Excerpted passage:
■ ■ ■

Weird SVI behavior with torch.min

gbernstein · June 21, 2021, 10:06pm

Hi all, I’ve got a big model but this is a small subset in which I can reproduce an issue I’m running into. The sub-model has a single child node which is Beta-distributed to be correlated with the min of n Beta-distributed parents.

parents_i ~ Beta(a, b)
concentration1 = 10 * min(parents)
concentration0 = 10 * (1 - min(parents))
child ~ Beta(concentration1, concentration0)

Running for 10k SVI steps with (a, b) = (10, 1), I’m able to recover that prior from the learned parameters of the parents, but the child’s parameters converge elsewhere, even though I “cheated” and initialized all the parameters to (a, b).

con1	con2	mean
11.61	1.10	0.91	parent_0
10.24	1.14	0.90	parent_1
10.34	0.99	0.91	parent_2
11.65	1.03	0.92	parent_3
11.35	1.04	0.92	parent_4
10.96	1.14	0.91	parent_5
8.33	1.93	0.81	child

If the prior has a concentration less than one, like (a, b) = (1, .33), the parents’ learned parameters are still pretty close to the prior mean of 0.75, though the actual concentrations are off, and the learned child parameters get even worse.

con1	con2	mean
1.48	0.43	0.77	parent_0
1.27	0.45	0.74	parent_1
1.39	0.44	0.76	parent_2
1.67	0.41	0.80	parent_3
1.59	0.41	0.79	parent_4
1.45	0.46	0.76	parent_5
4.11	5.93	0.41	child

Is there something screwy about the torch.min gradient? I’ve seen discussions about torch min’s gradient being deterministic, but I’m unclear if that applies to anything here. And if I try a logsumexp-based smoothmin, it has the same issues if I parameterize it to be very close to a min approximation with alpha = -50, but is fine with the smoothing ramped up at alpha = -1. Also, it works fine if I just use torch.mean().

I would very much like to be able to use a min-based combination function, as the model represents a real world “loser-takes-all” scenario.

■ ■ ■

(Records from a pointing dataset)
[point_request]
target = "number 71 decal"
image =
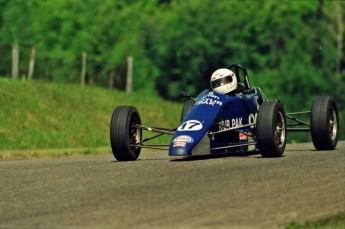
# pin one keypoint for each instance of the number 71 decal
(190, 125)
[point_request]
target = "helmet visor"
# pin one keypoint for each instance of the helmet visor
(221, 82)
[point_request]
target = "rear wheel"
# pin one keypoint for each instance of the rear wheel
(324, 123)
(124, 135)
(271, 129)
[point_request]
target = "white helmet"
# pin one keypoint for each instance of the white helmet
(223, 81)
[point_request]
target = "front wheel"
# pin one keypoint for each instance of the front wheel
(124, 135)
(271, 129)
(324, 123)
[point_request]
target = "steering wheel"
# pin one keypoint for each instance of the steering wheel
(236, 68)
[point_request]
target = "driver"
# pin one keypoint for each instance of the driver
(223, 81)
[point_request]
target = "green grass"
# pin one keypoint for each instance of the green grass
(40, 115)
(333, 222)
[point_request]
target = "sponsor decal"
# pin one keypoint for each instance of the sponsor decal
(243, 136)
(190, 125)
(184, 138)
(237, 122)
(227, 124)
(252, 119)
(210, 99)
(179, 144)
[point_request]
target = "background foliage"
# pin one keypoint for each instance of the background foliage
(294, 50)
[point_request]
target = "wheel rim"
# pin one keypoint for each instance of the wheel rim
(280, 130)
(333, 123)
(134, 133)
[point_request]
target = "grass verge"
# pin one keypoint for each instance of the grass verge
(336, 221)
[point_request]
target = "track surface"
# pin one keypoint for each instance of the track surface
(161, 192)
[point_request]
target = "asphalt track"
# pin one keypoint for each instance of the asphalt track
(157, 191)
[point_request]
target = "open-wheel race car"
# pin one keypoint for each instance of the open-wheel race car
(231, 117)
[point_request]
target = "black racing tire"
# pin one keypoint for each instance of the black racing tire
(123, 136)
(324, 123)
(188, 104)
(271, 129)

■ ■ ■

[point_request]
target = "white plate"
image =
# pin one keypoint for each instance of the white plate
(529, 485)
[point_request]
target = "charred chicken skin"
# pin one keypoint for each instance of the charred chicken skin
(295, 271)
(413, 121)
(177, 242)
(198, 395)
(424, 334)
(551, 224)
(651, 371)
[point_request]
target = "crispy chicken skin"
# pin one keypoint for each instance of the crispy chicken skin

■ ■ ■

Write the next part of the forum post about odd SVI behavior with torch.min, starting after its last sentence.

Answer:
MWE

import pyro
import pyro.infer
import pyro.optim
import pyro.distributions as dist
from pyro.distributions import constraints
import torch
from tqdm import tqdm

num_parents = 6
beta_prior = [10., 1.]
# beta_prior = [1., .33]


def model():
    parent_values = torch.stack([
        pyro.sample(f'parent_{i}', dist.Beta(torch.tensor([beta_prior[0]]), torch.tensor([beta_prior[1]]), ))
        for i in range(num_parents)
    ])

    combined_values = parent_values.min()

    pyro.sample('child', dist.Beta(10 * combined_values, 10 * (1 - combined_values)))


def guide():
    for i in range(num_parents):
        concentration1 = pyro.param(f'concentration1_parent_{i}', torch.tensor([beta_prior[0]]), constraint=constraints.positive)
        concentration0 = pyro.param(f'concentration0_parent_{i}', torch.tensor([beta_prior[1]]), constraint=constraints.positive)
        pyro.sample(f'parent_{i}', dist.Beta(concentration1, concentration0))

    concentration1 = pyro.param('concentration1_child', torch.tensor([beta_prior[0]]), constraint=constraints.positive)
    concentration0 = pyro.param('concentration0_child', torch.tensor([beta_prior[1]]), constraint=constraints.positive)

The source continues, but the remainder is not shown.